# Assignment:
What is needed is the full set of records, word for word, with no pictures.

# Record extracts:
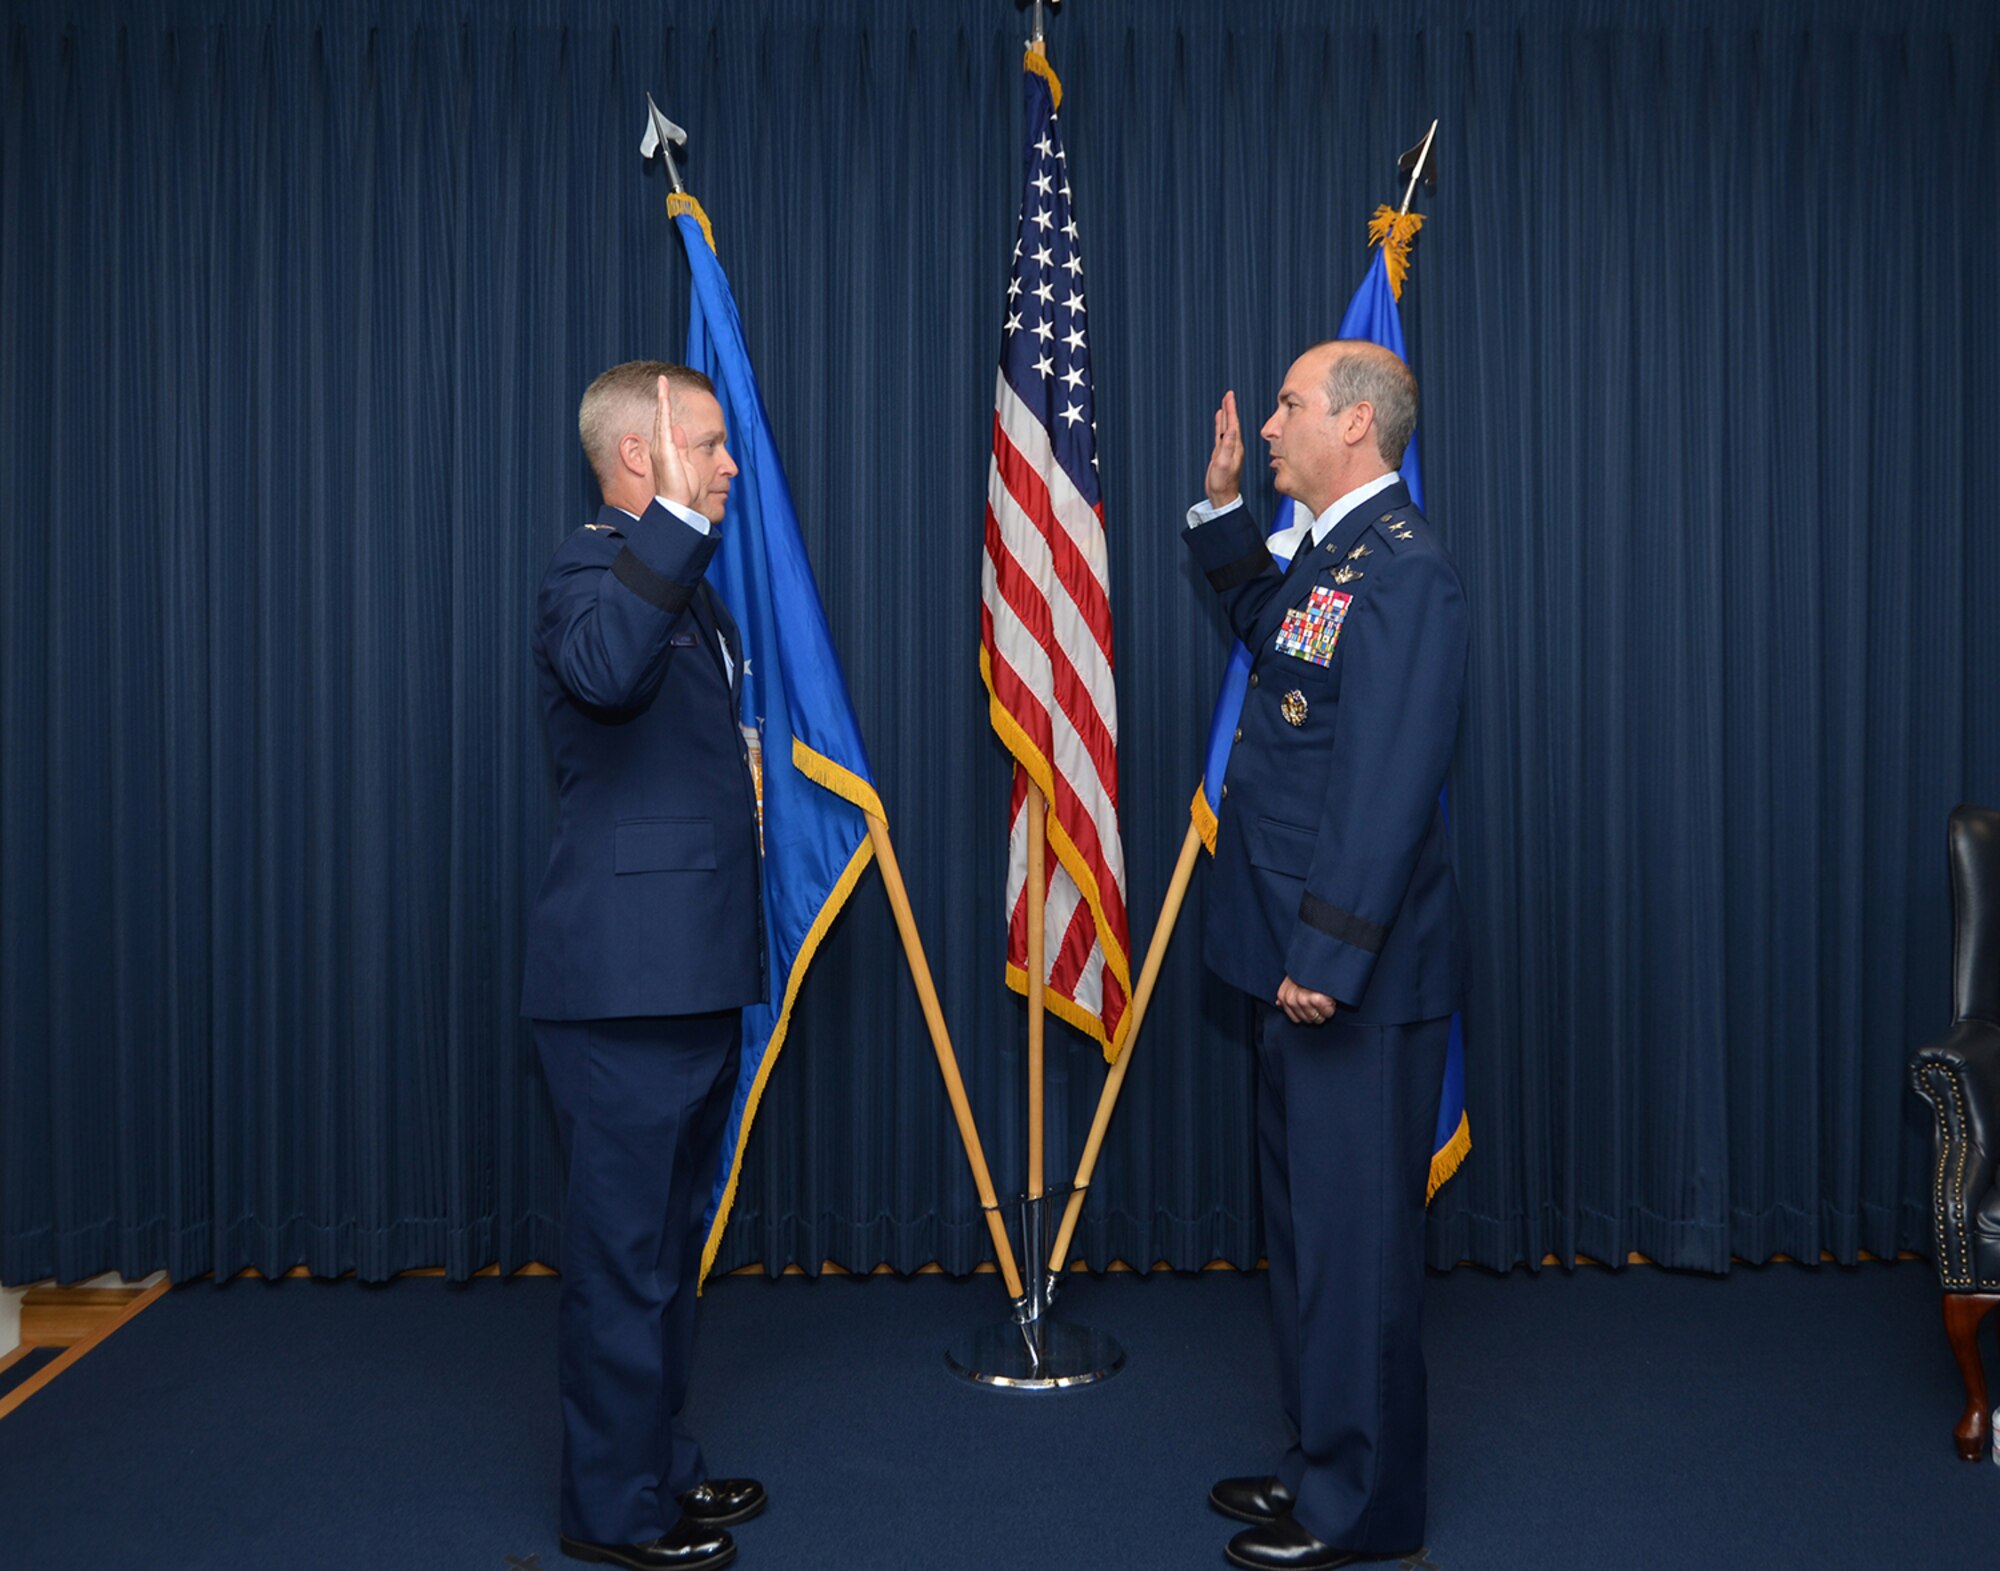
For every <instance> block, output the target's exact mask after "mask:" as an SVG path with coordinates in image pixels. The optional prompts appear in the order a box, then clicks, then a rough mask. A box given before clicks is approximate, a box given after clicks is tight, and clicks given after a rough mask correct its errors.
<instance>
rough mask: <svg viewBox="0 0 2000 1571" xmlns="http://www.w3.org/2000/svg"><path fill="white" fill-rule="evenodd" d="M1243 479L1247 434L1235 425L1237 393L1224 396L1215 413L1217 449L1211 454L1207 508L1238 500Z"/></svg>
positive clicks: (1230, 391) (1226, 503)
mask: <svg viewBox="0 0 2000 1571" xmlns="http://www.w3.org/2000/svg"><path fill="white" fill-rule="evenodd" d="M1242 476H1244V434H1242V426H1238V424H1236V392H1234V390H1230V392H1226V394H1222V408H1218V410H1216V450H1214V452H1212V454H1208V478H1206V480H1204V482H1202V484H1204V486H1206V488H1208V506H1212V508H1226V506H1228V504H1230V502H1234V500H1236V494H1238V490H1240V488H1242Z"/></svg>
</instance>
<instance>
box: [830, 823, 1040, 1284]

# Response box:
For every <instance> block, output the target's exact mask after "mask:" as an SVG path with coordinates in image pixels. The optional prompts appear in the order a box, then clicks, then a rough mask. A box given before clicks is approximate, a box given after clicks is tight, and clicks given after a rough mask correct its errors.
<instance>
rough mask: <svg viewBox="0 0 2000 1571" xmlns="http://www.w3.org/2000/svg"><path fill="white" fill-rule="evenodd" d="M1243 479L1247 434L1235 425L1237 393L1224 396L1215 413L1217 449L1211 454L1207 508L1238 500Z"/></svg>
positive clicks: (1230, 391) (1226, 503)
mask: <svg viewBox="0 0 2000 1571" xmlns="http://www.w3.org/2000/svg"><path fill="white" fill-rule="evenodd" d="M1242 476H1244V434H1242V426H1238V424H1236V392H1234V390H1230V392H1226V394H1222V408H1218V410H1216V450H1214V452H1212V454H1208V478H1206V480H1204V482H1202V484H1204V486H1206V488H1208V506H1212V508H1226V506H1228V504H1230V502H1234V500H1236V494H1238V490H1240V488H1242Z"/></svg>
</instance>
<instance>
box: [830, 823, 1040, 1284]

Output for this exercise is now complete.